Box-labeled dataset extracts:
++++++

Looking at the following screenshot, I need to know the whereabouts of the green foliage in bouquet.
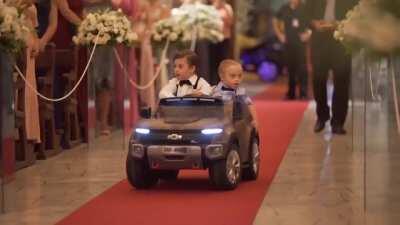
[73,10,138,46]
[334,0,400,58]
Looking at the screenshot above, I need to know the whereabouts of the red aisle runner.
[58,86,307,225]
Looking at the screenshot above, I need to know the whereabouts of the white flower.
[169,33,178,41]
[74,10,138,45]
[153,34,162,41]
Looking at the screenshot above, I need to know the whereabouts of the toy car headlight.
[129,144,144,158]
[135,128,150,134]
[206,145,224,159]
[201,128,223,135]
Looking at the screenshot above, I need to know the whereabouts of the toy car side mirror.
[139,107,151,119]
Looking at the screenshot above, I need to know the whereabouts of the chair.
[14,57,36,169]
[56,47,82,148]
[36,44,61,159]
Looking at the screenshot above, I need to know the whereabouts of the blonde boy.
[212,59,258,130]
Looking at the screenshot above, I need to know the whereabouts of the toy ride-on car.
[126,97,260,189]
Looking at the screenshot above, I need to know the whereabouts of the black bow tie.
[221,86,235,91]
[179,80,192,87]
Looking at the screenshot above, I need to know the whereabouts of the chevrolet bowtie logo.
[167,134,182,141]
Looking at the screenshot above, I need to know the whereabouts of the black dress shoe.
[314,120,326,133]
[332,125,347,135]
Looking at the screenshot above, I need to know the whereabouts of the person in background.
[35,0,58,52]
[135,0,169,109]
[304,0,357,135]
[209,0,234,85]
[83,0,114,136]
[15,0,41,143]
[273,0,308,100]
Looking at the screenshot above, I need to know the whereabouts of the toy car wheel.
[243,137,260,180]
[126,156,158,189]
[157,170,179,180]
[209,146,242,190]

++++++

Copy out the lines of the listing word for word, from the line with "car side mirror." to the line with "[126,97,260,189]", including both of those lines.

Looking at the screenshot above, I need to know the whereabouts of the toy car side mirror.
[139,107,151,119]
Looking at the screenshot above, I need to know the whereabouts of the chair.
[14,57,36,169]
[56,47,82,148]
[36,44,61,159]
Looking at the screenshot above, I need to know the whereabouts of the blonde boy.
[212,59,258,130]
Looking at the screenshot above, I need to know the whereabouts of the toy ride-on car.
[126,97,260,189]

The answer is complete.